* **TASK PROMPT**: Extract every line in the listing below that contains the string "window".

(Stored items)
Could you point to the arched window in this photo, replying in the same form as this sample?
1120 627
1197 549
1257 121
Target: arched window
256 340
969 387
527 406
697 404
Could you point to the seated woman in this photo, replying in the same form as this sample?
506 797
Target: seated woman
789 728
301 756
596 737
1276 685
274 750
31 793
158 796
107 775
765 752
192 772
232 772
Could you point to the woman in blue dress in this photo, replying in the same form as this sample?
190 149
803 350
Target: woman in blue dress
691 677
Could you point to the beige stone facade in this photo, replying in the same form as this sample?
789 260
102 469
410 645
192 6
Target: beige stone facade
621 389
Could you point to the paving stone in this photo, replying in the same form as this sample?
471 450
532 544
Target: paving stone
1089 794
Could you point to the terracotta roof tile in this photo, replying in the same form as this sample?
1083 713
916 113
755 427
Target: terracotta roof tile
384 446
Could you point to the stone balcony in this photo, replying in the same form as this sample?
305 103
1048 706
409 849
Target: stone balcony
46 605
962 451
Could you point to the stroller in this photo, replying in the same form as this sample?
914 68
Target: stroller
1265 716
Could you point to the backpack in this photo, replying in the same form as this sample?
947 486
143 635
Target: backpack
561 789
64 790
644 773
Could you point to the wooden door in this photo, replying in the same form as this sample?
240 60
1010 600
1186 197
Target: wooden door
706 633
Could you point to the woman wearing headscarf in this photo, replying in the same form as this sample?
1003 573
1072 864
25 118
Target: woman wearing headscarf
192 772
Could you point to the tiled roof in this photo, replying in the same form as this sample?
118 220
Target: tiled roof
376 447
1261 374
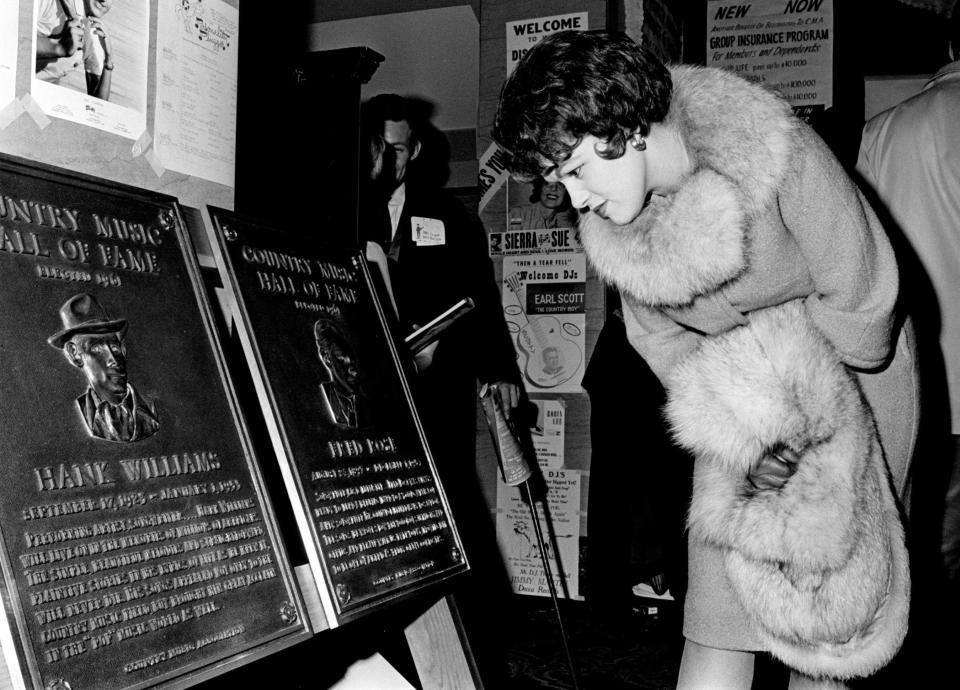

* **SOLUTION**:
Could you point to the arched window in this photo, replying in the same form as this sample?
Target: arched window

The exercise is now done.